_Task brief:_ Copy every one of the records below word for word, leaving nothing out and changing nothing.
• • • • •
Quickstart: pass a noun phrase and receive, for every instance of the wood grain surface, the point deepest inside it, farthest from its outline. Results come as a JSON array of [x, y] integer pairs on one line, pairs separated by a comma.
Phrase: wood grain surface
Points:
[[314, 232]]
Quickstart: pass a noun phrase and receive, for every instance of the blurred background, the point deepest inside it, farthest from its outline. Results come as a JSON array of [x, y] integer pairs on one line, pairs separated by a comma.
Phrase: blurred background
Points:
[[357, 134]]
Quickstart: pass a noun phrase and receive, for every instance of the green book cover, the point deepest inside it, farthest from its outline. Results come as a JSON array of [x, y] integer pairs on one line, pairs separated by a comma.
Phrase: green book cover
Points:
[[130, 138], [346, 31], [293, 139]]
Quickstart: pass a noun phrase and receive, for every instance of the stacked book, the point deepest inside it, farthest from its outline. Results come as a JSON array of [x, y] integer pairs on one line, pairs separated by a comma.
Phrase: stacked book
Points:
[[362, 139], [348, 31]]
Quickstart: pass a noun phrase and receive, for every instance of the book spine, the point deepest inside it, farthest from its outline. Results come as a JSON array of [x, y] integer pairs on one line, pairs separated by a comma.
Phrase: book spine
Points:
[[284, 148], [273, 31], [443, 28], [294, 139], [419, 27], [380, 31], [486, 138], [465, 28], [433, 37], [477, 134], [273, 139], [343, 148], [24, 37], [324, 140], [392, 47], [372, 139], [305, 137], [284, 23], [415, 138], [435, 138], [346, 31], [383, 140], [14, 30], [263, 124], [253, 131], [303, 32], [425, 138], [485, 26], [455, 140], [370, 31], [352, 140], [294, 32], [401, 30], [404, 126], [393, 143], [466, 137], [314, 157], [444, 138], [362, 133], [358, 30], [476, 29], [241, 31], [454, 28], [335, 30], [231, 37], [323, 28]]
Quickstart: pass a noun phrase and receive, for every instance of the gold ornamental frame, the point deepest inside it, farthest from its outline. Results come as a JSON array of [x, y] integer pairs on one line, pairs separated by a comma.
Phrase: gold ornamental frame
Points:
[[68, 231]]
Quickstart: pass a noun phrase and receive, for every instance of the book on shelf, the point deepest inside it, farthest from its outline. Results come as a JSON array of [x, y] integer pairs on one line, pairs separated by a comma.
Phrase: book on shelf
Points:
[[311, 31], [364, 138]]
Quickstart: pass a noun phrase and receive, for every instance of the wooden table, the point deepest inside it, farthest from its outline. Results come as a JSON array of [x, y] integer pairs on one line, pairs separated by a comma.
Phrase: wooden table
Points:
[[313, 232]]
• • • • •
_Exercise output:_
Quickstart: pass a noun phrase and receive, for every instance of the wood grain surface, the point deepest inside it, farthest from its outline. Results come as a JSON array of [x, y] integer pairs on one line, pairs separated by a comma.
Phrase: wood grain surface
Points:
[[314, 232]]
Quickstart: pass a noun phrase and receive, for every instance of the blurred background, the point deepest inside it, farthest from its outline. Results come as a JSON array of [x, y] integer pairs on one line, pairs separated by a comma.
Phrase: blurred background
Points:
[[357, 134]]
Quickstart: pass a noun phrase and receive, for every instance of the green book cover, the point deepest inside it, farthest from its outline. Results come as a JSON array of [x, y] integer pairs on one line, pairs separated by a comma.
Phrase: green book cover
Points:
[[130, 138], [346, 31], [293, 139]]
Quickstart: pass a noun phrase and receive, for every instance of the stacked book, the point deepest inside it, farthest from its outline. Results come as a JSON array of [x, y] integer pairs on one line, pairs separated by a comma.
Phrase: stacked book
Points:
[[362, 139], [348, 31]]
Quickstart: pass a noun phrase and receive, for every instance of the book spine, the point deepest inside it, farthest from its outline. Results come as a JSON array of [x, y] integer pairs on one line, pairs separated by a comma.
Phrase: book spine
Points:
[[284, 148], [273, 31], [443, 28], [294, 139], [419, 27], [380, 31], [486, 138], [465, 28], [433, 37], [477, 134], [273, 139], [343, 148], [24, 37], [324, 140], [392, 47], [372, 139], [305, 137], [284, 23], [415, 138], [435, 138], [346, 31], [383, 140], [14, 30], [263, 124], [253, 131], [303, 32], [425, 138], [485, 26], [455, 140], [370, 31], [352, 140], [294, 32], [401, 30], [404, 126], [393, 143], [466, 137], [314, 157], [444, 138], [362, 133], [358, 30], [476, 29], [241, 31], [454, 28], [335, 30], [231, 37], [323, 28]]
Quickstart: pass a noun phrase and receive, for every instance of the gold ornamental frame, the point deepest inside it, farthest from its outline. Results come as a JSON array of [x, y] integer pairs on one line, pairs separated by a comma.
Phrase: gold ornamental frame
Points:
[[68, 231]]
Quickstart: pass a noun phrase and receive, for every instance of the book on shelf, the point deepest inside it, farthest from its outline. Results come as a JSON array of [x, y] integer pairs on one line, pairs separated by a comma.
Phrase: book on shelf
Points:
[[311, 31], [364, 138]]
Quickstart: pass a noun phrase and receive, for every instance of the wooden table, the point deepest inside it, farthest from its outline. Results come as a JSON array of [x, y] integer pairs on one line, pairs separated by a comma.
Phrase: wooden table
Points:
[[313, 232]]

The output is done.